Stored items:
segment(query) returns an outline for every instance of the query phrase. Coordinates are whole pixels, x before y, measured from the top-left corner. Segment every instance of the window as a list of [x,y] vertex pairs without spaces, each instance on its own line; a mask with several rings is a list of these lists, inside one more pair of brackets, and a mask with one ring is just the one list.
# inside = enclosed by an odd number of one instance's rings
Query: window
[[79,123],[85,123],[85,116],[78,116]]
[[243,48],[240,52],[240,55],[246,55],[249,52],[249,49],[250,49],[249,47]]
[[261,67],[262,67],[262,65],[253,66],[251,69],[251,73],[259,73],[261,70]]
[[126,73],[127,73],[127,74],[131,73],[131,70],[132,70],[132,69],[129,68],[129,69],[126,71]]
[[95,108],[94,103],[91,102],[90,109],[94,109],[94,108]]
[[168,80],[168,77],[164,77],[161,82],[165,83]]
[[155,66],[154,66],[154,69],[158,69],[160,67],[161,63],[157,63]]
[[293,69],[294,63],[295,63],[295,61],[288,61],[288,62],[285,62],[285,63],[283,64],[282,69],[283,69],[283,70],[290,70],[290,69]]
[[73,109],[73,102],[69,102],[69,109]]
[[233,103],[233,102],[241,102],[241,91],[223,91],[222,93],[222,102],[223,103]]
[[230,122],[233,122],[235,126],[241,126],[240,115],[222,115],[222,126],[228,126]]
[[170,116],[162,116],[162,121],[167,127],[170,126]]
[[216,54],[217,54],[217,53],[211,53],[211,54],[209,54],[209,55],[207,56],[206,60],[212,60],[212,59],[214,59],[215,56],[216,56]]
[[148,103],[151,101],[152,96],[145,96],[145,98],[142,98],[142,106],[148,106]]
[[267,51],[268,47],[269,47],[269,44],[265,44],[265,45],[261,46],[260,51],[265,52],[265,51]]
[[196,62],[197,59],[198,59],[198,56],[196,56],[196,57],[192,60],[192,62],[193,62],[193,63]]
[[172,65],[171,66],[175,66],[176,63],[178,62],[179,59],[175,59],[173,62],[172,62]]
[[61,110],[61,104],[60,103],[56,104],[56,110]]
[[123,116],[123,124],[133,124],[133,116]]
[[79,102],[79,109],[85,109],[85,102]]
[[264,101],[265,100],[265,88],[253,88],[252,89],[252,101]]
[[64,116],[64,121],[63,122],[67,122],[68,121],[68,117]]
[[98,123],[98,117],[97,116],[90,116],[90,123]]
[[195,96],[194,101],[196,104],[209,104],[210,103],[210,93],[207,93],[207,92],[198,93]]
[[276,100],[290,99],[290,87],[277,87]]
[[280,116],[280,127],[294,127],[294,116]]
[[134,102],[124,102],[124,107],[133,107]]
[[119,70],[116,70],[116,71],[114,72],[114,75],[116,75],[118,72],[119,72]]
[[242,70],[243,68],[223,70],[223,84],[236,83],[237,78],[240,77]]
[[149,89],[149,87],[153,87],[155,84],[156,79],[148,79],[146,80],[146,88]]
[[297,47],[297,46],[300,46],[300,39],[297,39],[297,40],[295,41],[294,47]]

INSTRUCTIONS FOR THE TASK:
What the answer needs is every line from the data above with "inside" in it.

REPLY:
segment(query) returns an outline for every instance of the query phrase. Coordinates are whole pixels, x before y, measured from the top-left corner. Segment every instance of the window as a list of [x,y] vertex pairs without spaces, each instance on its own line; a mask with several rings is a list of these lists, inside one more pair of brackets, and a mask with one ring is just the one list.
# inside = enclosed by an odd number of one instance's rings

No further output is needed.